____ Extracted information

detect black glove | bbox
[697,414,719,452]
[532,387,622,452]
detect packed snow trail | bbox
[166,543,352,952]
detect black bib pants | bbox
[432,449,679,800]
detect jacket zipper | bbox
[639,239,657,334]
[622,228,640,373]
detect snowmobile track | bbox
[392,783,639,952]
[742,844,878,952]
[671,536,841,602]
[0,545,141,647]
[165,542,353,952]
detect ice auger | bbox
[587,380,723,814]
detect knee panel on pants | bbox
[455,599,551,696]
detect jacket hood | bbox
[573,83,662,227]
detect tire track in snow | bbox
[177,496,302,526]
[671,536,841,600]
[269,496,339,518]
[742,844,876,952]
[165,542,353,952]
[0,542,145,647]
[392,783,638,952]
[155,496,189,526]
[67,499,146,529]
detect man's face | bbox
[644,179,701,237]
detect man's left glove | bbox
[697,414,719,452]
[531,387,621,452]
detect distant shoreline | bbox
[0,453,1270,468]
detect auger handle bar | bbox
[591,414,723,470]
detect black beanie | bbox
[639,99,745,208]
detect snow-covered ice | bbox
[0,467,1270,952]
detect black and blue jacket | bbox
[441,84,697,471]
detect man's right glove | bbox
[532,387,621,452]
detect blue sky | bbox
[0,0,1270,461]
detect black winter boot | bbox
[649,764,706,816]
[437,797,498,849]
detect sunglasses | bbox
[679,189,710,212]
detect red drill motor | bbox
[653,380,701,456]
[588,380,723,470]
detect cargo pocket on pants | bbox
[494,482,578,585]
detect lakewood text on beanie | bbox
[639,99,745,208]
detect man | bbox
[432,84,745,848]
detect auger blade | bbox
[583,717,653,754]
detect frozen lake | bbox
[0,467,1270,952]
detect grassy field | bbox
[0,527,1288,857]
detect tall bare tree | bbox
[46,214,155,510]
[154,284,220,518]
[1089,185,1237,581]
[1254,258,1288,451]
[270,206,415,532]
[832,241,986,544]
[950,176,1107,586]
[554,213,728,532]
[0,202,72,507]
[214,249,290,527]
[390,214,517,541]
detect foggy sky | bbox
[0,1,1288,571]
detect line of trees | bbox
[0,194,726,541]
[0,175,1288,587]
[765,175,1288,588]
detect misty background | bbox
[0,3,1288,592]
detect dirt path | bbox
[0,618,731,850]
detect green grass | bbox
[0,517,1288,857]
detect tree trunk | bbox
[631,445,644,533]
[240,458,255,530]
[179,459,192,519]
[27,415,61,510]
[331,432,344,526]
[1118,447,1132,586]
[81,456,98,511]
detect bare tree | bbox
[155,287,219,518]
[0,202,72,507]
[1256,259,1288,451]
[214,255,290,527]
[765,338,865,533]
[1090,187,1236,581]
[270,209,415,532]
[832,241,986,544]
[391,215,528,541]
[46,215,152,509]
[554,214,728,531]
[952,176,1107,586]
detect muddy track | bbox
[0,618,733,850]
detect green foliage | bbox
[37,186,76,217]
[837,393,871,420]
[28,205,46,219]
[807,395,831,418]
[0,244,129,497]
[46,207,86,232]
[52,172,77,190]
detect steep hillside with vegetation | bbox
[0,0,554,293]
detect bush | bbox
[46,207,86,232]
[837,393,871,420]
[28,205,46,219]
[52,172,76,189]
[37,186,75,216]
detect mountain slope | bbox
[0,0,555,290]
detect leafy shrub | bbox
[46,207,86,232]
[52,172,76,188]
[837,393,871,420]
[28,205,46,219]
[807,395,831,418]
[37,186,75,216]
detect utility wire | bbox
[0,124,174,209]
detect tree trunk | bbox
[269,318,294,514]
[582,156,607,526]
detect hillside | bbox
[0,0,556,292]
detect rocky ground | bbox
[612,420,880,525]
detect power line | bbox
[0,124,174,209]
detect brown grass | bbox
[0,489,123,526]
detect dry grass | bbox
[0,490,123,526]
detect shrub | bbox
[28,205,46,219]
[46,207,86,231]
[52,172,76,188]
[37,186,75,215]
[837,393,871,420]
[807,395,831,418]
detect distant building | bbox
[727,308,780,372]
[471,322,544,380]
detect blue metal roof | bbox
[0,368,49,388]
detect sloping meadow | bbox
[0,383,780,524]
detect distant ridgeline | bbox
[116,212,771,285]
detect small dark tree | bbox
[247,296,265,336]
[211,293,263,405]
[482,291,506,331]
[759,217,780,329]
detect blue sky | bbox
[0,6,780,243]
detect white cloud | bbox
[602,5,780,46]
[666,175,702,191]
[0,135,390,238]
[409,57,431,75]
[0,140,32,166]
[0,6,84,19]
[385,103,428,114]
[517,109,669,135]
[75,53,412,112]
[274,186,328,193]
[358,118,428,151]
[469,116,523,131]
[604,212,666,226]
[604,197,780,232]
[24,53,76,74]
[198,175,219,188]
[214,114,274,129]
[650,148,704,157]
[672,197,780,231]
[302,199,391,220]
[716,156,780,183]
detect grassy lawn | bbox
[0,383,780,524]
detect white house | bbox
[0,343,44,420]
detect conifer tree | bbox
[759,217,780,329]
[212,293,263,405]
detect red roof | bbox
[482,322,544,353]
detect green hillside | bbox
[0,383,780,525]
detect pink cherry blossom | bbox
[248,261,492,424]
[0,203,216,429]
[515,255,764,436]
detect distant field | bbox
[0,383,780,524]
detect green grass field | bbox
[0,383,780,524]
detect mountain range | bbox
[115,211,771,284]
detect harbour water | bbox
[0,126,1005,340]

________

## Direction
Repeat the lines of the records above from the line with "detect leafy shrub | bbox" to the line with "[116,212,771,285]", both included, and nothing else.

## Task solution
detect leafy shrub | bbox
[46,207,86,232]
[52,172,76,188]
[837,393,871,420]
[28,205,46,219]
[807,395,831,418]
[37,186,75,216]
detect utility wire | bbox
[0,124,174,209]
detect tree trunk | bbox
[269,318,294,514]
[582,156,607,526]
detect hillside | bbox
[0,0,556,292]
detect rocky ground | bbox
[612,420,880,525]
detect power line | bbox
[0,124,174,209]
detect brown grass | bbox
[0,489,123,526]
detect dry grass | bbox
[0,490,123,526]
detect shrub | bbox
[28,205,46,219]
[46,207,86,231]
[52,172,76,188]
[37,186,75,215]
[837,393,871,420]
[807,395,831,418]
detect distant building | bbox
[727,308,780,372]
[471,322,544,380]
detect blue metal roof | bbox
[0,368,49,388]
detect sloping meadow | bbox
[0,383,780,524]
detect distant ridgeline | bbox
[116,212,771,285]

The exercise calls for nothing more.